■ EXERCISE DESCRIPTION
Go through the records and show each line where the word "outline" occurs.

-------------------------

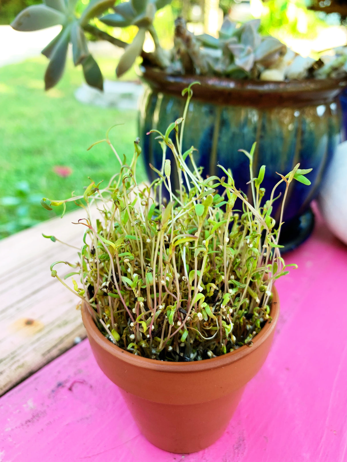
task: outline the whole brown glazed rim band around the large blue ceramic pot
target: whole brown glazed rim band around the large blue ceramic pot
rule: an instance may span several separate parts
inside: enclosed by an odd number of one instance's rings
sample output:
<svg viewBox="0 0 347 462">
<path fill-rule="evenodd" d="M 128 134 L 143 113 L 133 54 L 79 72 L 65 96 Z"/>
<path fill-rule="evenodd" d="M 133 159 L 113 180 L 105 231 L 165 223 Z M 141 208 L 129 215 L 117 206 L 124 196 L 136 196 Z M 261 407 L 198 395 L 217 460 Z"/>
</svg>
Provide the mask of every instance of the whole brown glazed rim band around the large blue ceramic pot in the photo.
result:
<svg viewBox="0 0 347 462">
<path fill-rule="evenodd" d="M 152 67 L 141 67 L 142 79 L 153 93 L 182 98 L 181 91 L 194 81 L 194 99 L 218 106 L 248 106 L 257 109 L 300 108 L 330 104 L 347 85 L 344 79 L 304 79 L 271 82 L 227 77 L 170 75 Z"/>
</svg>

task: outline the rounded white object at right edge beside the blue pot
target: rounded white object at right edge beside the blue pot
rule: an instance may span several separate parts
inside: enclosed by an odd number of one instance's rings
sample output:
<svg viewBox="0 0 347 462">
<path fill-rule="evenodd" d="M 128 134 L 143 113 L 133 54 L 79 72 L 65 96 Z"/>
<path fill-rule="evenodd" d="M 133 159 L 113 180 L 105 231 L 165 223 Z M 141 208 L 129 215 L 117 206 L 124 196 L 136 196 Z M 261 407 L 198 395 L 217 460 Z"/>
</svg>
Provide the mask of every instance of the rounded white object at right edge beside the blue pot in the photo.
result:
<svg viewBox="0 0 347 462">
<path fill-rule="evenodd" d="M 319 205 L 330 231 L 347 244 L 347 141 L 336 148 L 322 185 Z"/>
</svg>

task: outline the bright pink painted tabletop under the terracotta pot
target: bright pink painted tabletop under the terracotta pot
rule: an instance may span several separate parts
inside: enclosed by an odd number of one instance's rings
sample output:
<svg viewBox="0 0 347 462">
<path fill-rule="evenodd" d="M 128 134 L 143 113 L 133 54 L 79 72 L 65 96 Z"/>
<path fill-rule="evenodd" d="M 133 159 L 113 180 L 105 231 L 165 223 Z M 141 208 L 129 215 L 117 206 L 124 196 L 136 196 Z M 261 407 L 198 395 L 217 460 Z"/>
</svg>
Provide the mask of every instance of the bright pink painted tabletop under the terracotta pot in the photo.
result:
<svg viewBox="0 0 347 462">
<path fill-rule="evenodd" d="M 0 461 L 347 461 L 347 247 L 319 222 L 286 262 L 272 350 L 210 448 L 148 443 L 83 340 L 0 398 Z"/>
</svg>

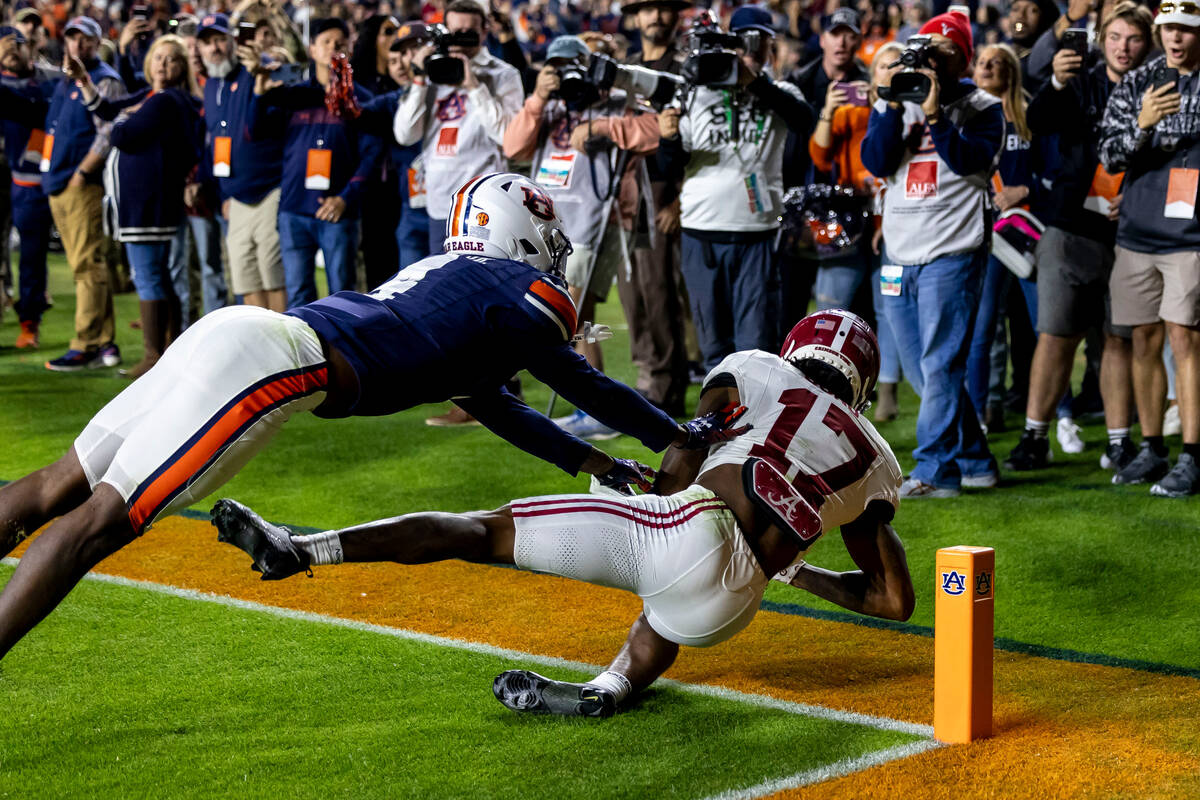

-------------------------

■ FINISHED TASK
task: outline the whole brown glazed rim band around the large blue ceramic pot
task: outline the rounded white object at right edge beside the blue pot
task: outline the bright pink painted tabletop under the terracotta pot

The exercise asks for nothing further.